* Stated task
Reproduce the data from the line containing "Task: Where can the red" through the end of the data, including both ends. Omit the pictures.

────────────────────────────────────────

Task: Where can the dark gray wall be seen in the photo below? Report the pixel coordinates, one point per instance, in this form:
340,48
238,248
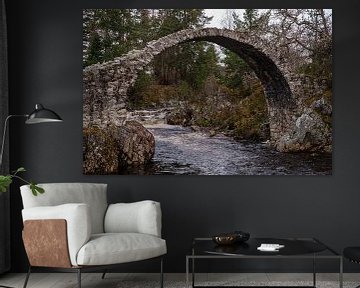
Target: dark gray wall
45,50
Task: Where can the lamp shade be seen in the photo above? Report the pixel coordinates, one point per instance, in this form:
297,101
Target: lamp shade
42,115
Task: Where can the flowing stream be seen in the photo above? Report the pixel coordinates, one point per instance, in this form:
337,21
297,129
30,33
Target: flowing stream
179,150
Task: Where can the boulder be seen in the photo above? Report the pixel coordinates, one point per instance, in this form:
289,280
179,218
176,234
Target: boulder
116,148
136,144
310,133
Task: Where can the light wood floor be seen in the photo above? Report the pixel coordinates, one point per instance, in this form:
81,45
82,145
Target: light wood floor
91,280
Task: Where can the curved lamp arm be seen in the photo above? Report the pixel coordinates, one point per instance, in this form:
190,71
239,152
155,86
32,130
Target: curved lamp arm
39,115
4,134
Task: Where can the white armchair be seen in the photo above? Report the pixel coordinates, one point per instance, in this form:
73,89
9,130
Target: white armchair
72,228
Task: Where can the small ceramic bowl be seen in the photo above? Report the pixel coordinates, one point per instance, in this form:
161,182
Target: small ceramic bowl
225,239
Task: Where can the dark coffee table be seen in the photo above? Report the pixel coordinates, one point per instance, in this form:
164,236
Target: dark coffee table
294,248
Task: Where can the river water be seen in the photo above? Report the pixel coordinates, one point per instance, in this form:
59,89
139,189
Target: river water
179,150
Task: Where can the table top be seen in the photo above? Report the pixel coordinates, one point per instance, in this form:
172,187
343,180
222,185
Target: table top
292,247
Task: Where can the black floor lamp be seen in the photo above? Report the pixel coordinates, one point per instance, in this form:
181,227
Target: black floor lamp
39,115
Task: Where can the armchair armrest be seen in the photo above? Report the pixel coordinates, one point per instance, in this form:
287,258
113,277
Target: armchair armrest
138,217
78,223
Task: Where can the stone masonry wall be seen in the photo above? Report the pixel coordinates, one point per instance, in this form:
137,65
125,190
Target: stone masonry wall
105,85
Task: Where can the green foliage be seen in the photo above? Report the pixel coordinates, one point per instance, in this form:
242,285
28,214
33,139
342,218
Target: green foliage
6,180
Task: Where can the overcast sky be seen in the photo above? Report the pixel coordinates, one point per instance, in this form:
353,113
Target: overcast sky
219,16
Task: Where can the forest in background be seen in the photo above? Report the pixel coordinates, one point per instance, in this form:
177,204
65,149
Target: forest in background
209,85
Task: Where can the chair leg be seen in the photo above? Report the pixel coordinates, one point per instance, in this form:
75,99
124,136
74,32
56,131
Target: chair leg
79,278
103,276
27,277
161,273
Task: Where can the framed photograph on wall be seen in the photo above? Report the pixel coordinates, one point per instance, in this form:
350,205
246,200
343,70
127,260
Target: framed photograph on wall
207,91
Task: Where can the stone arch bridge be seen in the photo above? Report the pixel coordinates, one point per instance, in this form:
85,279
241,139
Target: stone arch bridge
106,85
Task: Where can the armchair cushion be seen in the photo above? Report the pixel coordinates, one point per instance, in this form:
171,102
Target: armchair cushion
92,194
138,217
113,248
78,221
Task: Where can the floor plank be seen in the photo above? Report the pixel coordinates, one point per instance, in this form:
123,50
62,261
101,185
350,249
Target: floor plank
114,280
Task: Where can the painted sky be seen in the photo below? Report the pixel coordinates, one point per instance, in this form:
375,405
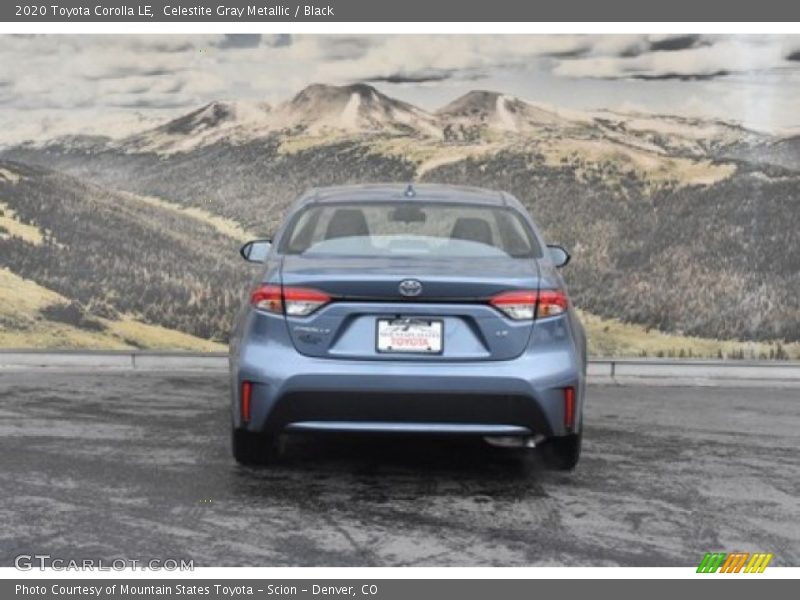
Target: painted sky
53,84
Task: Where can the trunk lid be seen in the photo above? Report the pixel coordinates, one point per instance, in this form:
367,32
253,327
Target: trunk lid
454,297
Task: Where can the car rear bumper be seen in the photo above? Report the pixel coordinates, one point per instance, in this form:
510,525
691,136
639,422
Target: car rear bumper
523,396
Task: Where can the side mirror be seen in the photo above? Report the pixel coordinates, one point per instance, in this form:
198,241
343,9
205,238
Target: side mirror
255,250
558,254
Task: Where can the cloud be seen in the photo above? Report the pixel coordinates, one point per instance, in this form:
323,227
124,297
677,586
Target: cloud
163,73
240,40
418,77
687,58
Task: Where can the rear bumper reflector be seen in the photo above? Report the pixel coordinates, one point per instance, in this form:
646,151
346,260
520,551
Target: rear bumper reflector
247,390
569,407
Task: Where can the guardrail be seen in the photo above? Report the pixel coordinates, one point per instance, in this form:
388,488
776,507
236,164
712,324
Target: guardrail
654,371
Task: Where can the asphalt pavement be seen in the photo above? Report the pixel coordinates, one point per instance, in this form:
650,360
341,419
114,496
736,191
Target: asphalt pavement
137,465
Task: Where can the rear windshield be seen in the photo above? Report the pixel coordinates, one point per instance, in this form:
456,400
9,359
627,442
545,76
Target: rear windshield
409,229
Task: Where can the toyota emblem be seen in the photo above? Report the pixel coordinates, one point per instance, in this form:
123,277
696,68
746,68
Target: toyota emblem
410,287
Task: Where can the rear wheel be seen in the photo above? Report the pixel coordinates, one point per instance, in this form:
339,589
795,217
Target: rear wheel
253,448
562,453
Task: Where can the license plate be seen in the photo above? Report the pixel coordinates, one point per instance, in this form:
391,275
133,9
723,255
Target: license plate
410,335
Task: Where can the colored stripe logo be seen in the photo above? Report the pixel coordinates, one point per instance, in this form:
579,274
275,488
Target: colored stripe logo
735,562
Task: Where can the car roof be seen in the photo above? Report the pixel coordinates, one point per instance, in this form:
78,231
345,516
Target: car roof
415,191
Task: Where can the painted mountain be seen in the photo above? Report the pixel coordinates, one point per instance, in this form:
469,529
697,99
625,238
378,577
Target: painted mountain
683,231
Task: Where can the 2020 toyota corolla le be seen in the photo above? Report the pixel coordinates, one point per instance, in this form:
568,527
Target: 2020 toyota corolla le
399,309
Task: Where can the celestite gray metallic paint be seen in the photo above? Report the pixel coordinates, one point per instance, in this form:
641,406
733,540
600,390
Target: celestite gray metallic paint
291,355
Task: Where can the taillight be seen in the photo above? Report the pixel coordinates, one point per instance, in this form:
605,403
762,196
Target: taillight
294,301
523,305
569,407
267,297
519,305
247,390
300,302
551,303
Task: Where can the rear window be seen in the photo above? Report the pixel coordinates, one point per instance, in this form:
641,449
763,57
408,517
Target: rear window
409,229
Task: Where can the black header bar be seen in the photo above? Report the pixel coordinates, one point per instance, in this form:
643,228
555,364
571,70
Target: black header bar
244,11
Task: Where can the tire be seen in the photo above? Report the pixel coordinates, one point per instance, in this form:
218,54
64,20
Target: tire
562,453
253,449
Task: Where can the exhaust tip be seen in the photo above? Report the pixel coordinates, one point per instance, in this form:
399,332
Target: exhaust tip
513,441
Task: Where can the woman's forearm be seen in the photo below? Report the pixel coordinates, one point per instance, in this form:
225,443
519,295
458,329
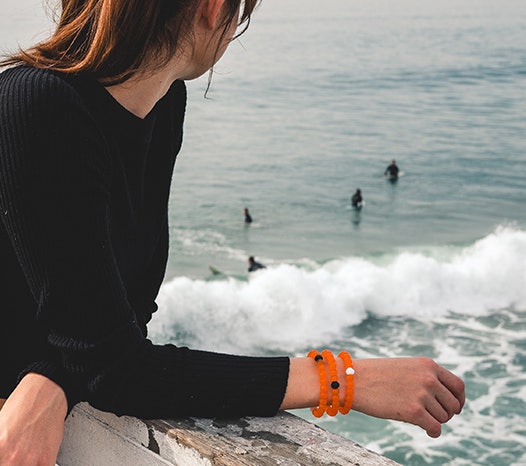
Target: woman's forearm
414,390
32,422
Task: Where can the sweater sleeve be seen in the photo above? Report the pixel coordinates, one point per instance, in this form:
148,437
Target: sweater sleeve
55,203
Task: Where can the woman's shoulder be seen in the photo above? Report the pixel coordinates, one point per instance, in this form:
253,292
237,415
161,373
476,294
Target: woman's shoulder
27,79
38,94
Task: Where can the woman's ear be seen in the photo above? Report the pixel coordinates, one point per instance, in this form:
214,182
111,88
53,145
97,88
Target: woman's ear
211,12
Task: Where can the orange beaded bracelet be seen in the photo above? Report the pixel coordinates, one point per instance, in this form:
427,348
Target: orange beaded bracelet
324,396
349,378
332,409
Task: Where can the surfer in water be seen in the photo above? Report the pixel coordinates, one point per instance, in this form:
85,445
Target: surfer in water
248,217
253,265
357,200
392,170
84,240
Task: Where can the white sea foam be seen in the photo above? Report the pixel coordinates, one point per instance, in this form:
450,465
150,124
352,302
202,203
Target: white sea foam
288,304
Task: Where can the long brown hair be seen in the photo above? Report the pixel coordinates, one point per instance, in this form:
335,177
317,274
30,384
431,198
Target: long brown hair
112,39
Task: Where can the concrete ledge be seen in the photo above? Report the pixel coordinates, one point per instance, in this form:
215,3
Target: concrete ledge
97,438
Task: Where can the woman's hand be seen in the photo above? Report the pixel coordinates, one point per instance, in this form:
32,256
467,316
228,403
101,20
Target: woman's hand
32,423
414,390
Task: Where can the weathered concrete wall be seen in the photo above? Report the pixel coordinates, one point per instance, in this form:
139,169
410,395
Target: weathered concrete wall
95,438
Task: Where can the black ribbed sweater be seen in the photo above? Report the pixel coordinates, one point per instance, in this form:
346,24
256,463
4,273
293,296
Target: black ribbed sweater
84,188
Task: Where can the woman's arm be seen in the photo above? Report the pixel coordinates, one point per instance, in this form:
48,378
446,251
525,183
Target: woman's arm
32,423
414,390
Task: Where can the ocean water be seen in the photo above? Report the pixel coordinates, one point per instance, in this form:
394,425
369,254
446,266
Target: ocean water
306,107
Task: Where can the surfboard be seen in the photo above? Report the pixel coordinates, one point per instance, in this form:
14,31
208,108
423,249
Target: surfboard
215,271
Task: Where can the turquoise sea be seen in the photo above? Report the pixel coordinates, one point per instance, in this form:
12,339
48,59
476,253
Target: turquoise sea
306,107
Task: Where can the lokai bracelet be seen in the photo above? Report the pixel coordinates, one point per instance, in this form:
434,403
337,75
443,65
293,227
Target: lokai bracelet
322,406
349,378
332,409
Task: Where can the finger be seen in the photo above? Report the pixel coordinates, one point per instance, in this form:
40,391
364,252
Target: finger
454,385
427,421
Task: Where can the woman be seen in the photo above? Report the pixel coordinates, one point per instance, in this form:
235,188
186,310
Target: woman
91,123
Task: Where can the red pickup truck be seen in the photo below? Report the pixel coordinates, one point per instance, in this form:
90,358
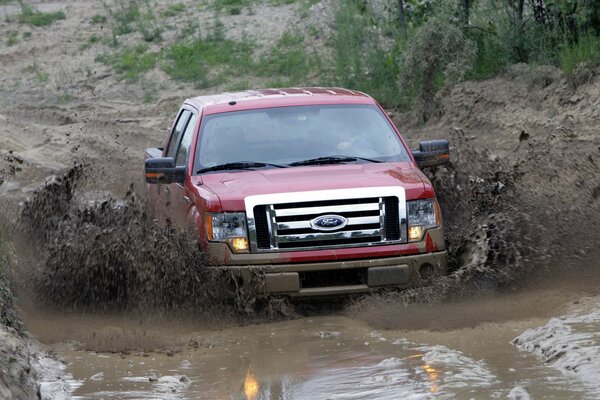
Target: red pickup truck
314,187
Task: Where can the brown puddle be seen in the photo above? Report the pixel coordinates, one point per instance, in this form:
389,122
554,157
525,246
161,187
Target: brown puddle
325,357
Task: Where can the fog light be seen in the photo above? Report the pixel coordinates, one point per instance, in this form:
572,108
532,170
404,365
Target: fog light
415,233
239,245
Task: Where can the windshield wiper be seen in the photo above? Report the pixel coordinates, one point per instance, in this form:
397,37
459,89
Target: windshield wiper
239,165
331,160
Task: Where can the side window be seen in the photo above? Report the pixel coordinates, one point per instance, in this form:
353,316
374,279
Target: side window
186,141
177,132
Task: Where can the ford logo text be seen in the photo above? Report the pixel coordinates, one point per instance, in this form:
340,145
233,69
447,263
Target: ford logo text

────────────────────────────────────────

* Correct answer
Task: Where can the red pickup truck be seen in the photo below? Report the pixel coordinates, one point per instance, in this form:
90,358
Target: red pickup truck
314,187
Task: Where can the brown puddle be seen in the photo above? Report the pixel coordinates, one point per instance, in this form:
389,122
554,157
525,246
161,187
Target: brown puddle
325,357
Task: Where can the fog light be seen in the photo above? Report the pixel coordinates, one point per instance, in this form:
572,108
532,170
404,365
Target: fog light
415,233
239,245
Task: Where can the windshield wiper be seen in the photo above? Report the pixel coordinates, one point per instance, in this form:
397,37
459,89
Target: windshield wiper
239,165
331,160
Task: Where can the side window be seen in the photo above? Report the pixel coordinates, one point per instance, in this form:
353,316
374,279
Target: side window
186,141
177,132
Task: Where can the ford logo text be seen in the photo above? Report the pixel coordinates, one point per instance, in this form:
340,145
233,69
447,263
Target: ford logo text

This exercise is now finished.